WORK ITEM: Give the stretch of the reading on the Fall from "( C. H. Spurgeon.)" through "and they sewed fig leaves together, and made themselves aprons." again, substituting "girdles" for "aprons".

TEXT BLOCK:
++++++++++

Sad Results of the Fall
Genesis 3:7
And the eyes of them both were opened, and they knew that they were naked; and they sewed fig leaves together…


The Fall of man was most disastrous in its results to our entire being. "In the day that thou eatest thereof thou shalt surely die," was no idle threat; for Adam did die the moment that he transgressed the command — he died the great spiritual death by which all his spiritual powers became then and evermore, until God should restore them, absolutely dead. I said all the spiritual powers, and if I divide them after the analogy of the senses of the body, my meaning will be still more clear. Through the Fall, the spiritual taste of man became perverted, so that he puts bitter for sweet and sweet for bitter; he chooses the poison of hell and loathes the bread of heaven; he licks the dust of the serpent and rejects the food of angels. The spiritual hearing became grievously injured, for man naturally no longer hears God's Word, but stops his ears at his Maker's voice. Let the gospel minister charm never so wisely, yet is the unconverted soul like the deaf adder, which hears not the charmer's voice. The spiritual feeling, by virtue of our depravity, is fearfully deadened. That which would once have filled the man with alarm and terror no longer excites emotion. Whether the thunders of Sinai or the turtle notes of Calvary claim his attention, man is resolutely deaf to both. Even the spiritual smell with which man should discern between that which is pure and holy and that which is unsavoury to the Most High has become defiled, and now man's spiritual nostril, while unrenewed, derives no enjoyment from the sweet savour which is in Jesus Christ, but seeks after the putrid joys of sin. As with other senses, so is it with man's sight. He is so spiritually blind, that things most plain and clear he cannot and will not see. The understanding, which is the soul's eye, is covered with scales of ignorance, and when these are removed by the finger of instruction, the visual orb is still so affected that it only sees men as trees walking. Our condition is thus most terrible, but at the same time it affords ample room for a display of the splendours of Divine grace. Dear friends, we are naturally so entirely ruined, that if saved the whole work must be of God, and the whole glory must crown the head of the Triune Jehovah.

( C. H. Spurgeon.)



Parallel Verses
KJV: And the eyes of them both were opened, and they knew that they were naked; and they sewed fig leaves together, and made themselves aprons.

WEB: The eyes of both of them were opened, and they knew that they were naked. They sewed fig leaves together, and made themselves aprons.

++++++++++

ENTRIES SUPPLIED:
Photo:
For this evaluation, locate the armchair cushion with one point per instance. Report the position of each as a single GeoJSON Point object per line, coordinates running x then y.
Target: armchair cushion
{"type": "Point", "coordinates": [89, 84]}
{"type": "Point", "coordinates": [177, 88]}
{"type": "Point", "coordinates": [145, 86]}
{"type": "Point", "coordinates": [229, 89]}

++++++++++

RESULT OF THIS TASK:
( C. H. Spurgeon.)



Parallel Verses
KJV: And the eyes of them both were opened, and they knew that they were naked; and they sewed fig leaves together, and made themselves girdles.